## Data in this exercise
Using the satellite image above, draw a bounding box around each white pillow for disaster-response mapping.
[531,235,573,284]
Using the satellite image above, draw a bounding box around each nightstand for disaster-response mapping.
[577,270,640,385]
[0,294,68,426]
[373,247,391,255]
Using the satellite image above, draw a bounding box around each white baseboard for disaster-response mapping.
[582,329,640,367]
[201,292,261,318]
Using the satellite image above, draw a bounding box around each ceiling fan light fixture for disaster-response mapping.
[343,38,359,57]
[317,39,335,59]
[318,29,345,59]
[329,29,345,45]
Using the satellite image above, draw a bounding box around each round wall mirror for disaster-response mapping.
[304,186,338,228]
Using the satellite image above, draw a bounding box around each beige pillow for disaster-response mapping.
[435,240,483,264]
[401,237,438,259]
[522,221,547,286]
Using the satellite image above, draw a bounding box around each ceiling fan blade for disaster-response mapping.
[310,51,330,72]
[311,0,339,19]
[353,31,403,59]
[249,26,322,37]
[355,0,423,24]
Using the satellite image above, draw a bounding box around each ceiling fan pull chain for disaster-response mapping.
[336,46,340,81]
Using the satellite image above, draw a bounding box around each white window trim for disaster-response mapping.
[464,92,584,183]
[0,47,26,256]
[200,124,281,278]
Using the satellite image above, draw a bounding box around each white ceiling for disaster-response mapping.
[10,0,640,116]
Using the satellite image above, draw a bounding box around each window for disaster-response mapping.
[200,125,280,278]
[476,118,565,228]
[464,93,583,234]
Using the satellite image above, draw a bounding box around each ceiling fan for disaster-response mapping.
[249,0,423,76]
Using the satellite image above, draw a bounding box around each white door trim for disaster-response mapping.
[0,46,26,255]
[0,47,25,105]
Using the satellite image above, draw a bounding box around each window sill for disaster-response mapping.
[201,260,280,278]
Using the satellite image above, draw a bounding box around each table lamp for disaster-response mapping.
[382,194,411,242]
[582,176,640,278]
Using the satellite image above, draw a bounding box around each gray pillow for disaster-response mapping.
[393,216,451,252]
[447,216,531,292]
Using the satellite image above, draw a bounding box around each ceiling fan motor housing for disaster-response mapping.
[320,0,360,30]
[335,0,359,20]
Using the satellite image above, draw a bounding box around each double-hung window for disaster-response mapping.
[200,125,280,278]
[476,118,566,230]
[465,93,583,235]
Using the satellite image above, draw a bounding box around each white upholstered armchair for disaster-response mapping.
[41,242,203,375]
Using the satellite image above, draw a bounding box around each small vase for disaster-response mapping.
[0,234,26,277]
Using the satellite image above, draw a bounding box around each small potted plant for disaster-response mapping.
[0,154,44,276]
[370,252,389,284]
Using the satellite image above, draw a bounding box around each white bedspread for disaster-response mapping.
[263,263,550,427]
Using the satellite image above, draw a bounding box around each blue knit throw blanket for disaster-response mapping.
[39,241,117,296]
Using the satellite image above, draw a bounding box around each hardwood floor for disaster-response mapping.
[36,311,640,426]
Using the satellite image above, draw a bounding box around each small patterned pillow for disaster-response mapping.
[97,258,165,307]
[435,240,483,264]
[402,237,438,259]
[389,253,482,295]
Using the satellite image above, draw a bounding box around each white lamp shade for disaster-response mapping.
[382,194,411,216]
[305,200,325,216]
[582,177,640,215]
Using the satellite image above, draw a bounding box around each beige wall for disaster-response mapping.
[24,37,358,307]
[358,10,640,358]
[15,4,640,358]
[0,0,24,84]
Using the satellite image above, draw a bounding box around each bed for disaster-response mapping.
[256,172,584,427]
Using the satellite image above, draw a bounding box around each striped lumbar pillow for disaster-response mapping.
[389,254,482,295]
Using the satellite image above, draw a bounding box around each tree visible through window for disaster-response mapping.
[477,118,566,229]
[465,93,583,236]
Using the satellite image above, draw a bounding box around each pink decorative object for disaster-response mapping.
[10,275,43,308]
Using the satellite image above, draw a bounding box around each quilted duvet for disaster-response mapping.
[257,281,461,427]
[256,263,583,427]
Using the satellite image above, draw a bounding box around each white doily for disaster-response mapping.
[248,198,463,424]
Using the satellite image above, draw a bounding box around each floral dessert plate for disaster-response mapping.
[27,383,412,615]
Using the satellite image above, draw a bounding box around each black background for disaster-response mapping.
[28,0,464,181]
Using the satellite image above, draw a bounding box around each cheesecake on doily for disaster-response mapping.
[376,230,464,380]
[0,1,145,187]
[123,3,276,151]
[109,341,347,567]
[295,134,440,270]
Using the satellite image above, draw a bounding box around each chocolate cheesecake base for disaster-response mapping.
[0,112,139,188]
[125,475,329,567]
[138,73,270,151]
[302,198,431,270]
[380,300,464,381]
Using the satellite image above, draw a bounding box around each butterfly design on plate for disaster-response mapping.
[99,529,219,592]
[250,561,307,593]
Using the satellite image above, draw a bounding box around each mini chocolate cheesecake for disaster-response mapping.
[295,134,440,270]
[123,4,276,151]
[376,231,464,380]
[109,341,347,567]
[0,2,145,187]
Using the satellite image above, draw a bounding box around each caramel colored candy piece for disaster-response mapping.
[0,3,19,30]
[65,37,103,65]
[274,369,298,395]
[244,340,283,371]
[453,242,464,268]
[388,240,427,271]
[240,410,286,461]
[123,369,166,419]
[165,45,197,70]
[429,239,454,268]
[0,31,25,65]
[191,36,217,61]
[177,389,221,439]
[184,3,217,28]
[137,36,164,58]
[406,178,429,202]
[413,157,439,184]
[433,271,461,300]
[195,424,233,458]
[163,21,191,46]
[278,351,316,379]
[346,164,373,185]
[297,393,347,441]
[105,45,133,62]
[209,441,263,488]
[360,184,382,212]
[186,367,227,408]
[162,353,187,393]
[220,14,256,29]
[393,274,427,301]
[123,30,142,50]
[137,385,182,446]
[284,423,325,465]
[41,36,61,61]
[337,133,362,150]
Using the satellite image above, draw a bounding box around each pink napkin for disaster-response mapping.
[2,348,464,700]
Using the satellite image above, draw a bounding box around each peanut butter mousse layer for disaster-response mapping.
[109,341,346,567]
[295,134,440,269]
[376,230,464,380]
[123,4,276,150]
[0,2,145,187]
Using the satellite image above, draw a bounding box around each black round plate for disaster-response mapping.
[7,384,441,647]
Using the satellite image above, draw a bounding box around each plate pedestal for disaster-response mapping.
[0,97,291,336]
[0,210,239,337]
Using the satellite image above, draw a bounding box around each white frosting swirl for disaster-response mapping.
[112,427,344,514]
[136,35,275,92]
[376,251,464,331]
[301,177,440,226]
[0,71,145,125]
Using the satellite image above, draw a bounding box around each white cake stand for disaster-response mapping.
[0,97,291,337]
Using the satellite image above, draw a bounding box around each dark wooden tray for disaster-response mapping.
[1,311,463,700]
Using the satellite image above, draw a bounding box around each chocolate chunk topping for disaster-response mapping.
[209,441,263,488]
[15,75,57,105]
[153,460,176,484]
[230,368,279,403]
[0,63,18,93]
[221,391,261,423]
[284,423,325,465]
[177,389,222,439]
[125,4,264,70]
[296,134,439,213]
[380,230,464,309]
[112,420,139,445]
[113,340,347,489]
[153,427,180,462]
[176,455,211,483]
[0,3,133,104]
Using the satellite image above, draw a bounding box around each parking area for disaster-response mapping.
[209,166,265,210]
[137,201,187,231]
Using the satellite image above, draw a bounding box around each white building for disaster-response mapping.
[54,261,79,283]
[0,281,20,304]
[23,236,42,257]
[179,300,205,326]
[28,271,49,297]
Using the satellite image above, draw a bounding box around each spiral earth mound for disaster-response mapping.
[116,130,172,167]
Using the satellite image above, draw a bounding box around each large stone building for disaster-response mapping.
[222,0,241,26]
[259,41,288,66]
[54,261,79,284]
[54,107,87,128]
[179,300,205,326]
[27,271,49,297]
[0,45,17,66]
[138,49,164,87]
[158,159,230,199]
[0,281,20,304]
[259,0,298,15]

## Task item
An exact retyping of the lines from the one with "stone building for disaster-response mapping." to the end of the material above, with both ends included and nothing added, is the required answer.

## Final answer
Using the satellite image above, draw a bounding box around each large stone building for disaster-response mapping.
[222,0,241,26]
[259,41,288,66]
[54,261,79,284]
[54,107,87,128]
[179,300,205,326]
[27,271,49,297]
[0,45,17,66]
[138,49,164,87]
[158,159,230,199]
[0,281,20,304]
[259,0,298,15]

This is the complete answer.